== DATA LISTING ==

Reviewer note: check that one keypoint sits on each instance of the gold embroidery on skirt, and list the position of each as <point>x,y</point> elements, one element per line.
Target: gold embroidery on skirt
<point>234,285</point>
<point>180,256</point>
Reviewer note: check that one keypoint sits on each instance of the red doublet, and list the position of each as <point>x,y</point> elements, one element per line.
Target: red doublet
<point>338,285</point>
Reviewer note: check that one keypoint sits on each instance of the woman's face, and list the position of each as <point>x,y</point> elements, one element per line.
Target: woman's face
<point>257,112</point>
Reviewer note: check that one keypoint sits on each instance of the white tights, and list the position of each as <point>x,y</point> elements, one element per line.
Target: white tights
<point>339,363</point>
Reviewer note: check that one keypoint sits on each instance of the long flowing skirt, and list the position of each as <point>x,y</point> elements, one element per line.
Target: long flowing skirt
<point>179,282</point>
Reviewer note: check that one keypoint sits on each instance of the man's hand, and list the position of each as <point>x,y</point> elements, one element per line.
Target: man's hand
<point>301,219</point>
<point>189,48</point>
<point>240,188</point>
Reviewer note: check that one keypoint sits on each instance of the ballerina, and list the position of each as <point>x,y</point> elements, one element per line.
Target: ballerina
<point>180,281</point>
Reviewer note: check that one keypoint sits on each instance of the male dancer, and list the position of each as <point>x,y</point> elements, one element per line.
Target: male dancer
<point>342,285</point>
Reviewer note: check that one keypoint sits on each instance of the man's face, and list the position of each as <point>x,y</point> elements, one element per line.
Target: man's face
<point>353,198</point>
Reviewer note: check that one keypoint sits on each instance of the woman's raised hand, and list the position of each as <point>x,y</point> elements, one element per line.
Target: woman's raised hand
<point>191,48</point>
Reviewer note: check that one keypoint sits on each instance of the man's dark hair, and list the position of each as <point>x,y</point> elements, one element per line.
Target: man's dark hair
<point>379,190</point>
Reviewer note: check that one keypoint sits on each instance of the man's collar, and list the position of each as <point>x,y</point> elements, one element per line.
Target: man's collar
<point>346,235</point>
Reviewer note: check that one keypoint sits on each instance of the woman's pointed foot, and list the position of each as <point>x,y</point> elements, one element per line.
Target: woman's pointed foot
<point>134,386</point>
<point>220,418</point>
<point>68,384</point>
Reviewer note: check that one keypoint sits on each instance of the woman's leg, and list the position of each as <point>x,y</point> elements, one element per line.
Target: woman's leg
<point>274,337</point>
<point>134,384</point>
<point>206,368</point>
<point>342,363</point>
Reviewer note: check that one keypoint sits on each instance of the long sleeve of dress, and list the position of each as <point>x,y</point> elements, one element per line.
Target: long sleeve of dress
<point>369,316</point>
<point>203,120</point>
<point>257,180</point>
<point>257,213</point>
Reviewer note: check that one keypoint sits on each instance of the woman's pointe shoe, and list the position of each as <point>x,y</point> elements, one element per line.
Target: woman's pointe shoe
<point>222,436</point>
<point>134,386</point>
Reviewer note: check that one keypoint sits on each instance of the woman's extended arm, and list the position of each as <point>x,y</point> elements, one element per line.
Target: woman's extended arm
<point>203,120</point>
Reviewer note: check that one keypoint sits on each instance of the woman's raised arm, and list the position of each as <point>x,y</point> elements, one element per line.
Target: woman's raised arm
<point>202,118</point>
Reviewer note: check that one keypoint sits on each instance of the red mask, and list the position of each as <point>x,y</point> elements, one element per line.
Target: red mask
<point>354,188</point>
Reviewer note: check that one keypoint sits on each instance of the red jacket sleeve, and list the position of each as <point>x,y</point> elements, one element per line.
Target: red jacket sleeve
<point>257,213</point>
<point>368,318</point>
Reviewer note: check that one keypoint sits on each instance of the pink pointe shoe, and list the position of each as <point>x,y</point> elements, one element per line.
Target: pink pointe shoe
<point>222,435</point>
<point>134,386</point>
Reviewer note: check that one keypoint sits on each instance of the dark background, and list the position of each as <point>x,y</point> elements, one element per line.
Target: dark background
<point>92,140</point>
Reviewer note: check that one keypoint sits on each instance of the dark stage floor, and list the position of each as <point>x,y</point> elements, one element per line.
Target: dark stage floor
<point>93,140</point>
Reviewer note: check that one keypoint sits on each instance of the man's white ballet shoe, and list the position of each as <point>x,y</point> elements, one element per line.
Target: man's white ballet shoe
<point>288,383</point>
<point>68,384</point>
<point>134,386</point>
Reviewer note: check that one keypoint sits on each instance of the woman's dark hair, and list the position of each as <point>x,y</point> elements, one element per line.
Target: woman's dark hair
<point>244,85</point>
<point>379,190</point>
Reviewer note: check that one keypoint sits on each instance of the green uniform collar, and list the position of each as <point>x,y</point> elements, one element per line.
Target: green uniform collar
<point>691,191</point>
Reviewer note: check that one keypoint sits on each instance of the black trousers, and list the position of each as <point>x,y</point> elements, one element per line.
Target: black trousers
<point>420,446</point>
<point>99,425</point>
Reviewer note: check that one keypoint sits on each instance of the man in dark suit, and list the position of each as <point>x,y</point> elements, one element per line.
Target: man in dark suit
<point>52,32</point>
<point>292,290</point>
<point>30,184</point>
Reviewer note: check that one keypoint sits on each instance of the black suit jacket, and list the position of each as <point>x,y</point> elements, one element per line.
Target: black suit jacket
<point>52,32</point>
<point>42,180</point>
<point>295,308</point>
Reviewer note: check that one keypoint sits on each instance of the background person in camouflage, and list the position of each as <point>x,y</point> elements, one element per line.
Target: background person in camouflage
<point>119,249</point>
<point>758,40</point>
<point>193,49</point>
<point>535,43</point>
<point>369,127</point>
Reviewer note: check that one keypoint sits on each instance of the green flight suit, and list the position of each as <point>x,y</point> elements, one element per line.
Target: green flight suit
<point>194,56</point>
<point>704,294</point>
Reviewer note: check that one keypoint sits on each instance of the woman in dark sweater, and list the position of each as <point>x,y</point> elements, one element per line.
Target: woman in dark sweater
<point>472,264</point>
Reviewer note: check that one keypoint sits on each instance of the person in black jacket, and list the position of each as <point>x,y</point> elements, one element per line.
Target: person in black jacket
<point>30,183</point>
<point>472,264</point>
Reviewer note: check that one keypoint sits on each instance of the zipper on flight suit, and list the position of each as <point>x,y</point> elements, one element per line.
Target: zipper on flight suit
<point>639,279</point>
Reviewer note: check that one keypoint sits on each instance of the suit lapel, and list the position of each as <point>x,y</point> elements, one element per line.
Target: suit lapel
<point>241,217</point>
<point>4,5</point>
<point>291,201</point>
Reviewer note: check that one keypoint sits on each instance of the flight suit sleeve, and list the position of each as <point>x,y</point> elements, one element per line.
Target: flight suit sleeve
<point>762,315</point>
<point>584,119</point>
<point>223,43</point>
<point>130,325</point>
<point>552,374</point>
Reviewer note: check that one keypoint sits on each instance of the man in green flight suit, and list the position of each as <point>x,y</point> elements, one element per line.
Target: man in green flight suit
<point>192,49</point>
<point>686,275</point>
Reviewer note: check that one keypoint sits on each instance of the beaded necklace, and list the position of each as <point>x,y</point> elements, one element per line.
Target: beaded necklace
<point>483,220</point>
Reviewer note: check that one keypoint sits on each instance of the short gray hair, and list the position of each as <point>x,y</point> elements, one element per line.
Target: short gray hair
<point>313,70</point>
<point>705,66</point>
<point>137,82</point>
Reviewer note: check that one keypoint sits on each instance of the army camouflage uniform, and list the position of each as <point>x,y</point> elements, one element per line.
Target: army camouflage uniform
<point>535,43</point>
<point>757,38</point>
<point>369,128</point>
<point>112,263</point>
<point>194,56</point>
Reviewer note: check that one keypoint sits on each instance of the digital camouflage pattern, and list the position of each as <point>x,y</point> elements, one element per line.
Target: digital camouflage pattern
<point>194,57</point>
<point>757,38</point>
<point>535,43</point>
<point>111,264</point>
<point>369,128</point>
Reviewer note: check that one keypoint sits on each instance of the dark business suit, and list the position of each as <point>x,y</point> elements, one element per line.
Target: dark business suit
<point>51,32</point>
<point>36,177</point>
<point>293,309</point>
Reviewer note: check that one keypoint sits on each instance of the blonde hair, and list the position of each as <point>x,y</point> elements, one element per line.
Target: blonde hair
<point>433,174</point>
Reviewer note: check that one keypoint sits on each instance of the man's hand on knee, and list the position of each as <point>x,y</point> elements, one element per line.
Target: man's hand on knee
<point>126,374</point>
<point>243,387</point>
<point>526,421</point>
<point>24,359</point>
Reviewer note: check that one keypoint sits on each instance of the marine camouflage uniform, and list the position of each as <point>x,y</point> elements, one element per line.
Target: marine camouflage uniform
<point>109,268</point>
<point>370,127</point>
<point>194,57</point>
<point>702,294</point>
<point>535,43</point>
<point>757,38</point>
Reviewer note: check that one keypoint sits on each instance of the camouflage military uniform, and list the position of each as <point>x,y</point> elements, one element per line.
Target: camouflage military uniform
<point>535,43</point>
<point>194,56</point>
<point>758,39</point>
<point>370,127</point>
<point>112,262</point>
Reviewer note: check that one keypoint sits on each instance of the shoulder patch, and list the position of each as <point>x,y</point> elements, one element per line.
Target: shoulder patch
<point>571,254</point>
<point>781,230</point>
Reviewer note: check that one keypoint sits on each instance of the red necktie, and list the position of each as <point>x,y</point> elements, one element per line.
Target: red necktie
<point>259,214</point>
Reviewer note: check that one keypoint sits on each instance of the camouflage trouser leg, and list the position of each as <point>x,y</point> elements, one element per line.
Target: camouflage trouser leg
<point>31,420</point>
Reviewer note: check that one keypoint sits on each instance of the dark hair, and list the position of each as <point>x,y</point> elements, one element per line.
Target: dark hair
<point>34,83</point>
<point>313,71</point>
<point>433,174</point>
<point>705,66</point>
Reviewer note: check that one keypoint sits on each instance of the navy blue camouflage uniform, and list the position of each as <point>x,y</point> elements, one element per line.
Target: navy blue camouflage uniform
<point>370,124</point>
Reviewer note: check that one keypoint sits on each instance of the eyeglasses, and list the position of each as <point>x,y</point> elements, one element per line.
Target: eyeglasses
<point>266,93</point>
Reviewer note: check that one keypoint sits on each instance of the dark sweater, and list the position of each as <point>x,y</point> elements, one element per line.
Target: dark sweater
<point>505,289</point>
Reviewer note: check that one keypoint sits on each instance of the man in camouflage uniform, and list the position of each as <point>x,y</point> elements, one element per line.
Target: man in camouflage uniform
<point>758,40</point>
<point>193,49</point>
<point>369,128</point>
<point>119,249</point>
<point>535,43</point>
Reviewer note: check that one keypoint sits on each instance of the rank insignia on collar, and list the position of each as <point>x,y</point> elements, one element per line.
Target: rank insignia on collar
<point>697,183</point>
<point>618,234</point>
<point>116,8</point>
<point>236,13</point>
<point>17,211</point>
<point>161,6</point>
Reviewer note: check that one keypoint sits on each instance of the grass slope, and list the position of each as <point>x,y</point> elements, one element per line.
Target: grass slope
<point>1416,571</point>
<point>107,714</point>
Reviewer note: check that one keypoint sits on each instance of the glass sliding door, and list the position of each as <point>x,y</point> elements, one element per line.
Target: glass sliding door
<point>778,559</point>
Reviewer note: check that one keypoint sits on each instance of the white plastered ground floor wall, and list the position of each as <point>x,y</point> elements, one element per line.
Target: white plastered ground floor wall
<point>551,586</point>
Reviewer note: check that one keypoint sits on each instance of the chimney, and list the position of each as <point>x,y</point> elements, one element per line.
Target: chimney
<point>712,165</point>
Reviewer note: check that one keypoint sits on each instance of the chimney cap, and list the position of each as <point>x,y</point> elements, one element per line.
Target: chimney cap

===

• _WHAT NEEDS TO BE DONE_
When the line with "Target: red mask" is reached in the data above, begin copying, and stop after the line with "the red jacket"; copy each line exactly, both ends included.

• _EXPECTED ANSWER_
Target: red mask
<point>354,188</point>
Reviewer note: check that one keypoint sits on each instance of the red jacket sleeve, and list the position of each as <point>x,y</point> elements, one element per line.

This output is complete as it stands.